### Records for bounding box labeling
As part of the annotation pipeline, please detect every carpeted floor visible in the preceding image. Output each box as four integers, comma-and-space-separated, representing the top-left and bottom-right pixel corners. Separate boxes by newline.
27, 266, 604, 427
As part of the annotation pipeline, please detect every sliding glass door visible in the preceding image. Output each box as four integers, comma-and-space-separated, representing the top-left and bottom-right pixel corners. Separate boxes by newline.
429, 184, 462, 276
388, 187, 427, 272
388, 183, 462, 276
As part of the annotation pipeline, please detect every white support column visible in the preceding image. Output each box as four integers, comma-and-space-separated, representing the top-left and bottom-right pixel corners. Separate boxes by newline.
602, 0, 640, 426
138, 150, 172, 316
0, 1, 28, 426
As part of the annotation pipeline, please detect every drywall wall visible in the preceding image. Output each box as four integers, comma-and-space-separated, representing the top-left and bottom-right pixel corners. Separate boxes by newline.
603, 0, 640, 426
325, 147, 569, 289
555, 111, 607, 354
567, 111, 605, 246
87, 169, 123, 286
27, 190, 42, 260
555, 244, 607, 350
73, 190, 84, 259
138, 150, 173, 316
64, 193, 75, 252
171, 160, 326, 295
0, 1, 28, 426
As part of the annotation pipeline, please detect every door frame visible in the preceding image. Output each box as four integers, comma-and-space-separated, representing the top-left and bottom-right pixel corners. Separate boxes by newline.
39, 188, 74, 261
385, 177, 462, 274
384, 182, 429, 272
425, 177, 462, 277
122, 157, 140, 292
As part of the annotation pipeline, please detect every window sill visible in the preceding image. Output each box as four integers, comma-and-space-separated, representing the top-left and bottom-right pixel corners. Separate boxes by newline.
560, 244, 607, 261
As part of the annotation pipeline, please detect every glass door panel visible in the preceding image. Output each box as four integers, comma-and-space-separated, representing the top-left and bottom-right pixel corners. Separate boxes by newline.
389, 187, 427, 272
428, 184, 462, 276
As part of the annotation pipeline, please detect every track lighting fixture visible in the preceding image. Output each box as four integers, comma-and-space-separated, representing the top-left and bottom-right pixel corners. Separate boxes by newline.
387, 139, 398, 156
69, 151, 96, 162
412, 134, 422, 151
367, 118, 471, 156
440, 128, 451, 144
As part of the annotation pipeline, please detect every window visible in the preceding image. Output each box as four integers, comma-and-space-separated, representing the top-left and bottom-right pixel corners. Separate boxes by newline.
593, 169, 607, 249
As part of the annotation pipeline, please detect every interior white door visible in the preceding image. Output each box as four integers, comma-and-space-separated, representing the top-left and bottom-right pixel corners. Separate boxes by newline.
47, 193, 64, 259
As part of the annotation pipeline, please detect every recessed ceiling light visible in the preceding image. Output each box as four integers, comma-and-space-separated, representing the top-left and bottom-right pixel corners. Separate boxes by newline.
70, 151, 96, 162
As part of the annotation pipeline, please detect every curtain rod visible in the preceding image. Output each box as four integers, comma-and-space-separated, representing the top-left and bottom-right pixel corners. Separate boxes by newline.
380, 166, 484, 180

### THE REQUEST
Reproduce verbatim every line of the records from the line containing "As part of the annotation pipeline, please detect every curtain" through the end of the records, both ends included.

### TASK ANSWER
As part of the annotation pipeline, please detect every curtain rod visible in the preceding image. Output each box as four integers, comma-and-space-separated, representing the top-left and bottom-right pixel corners. Separate boxes by newline.
380, 166, 484, 180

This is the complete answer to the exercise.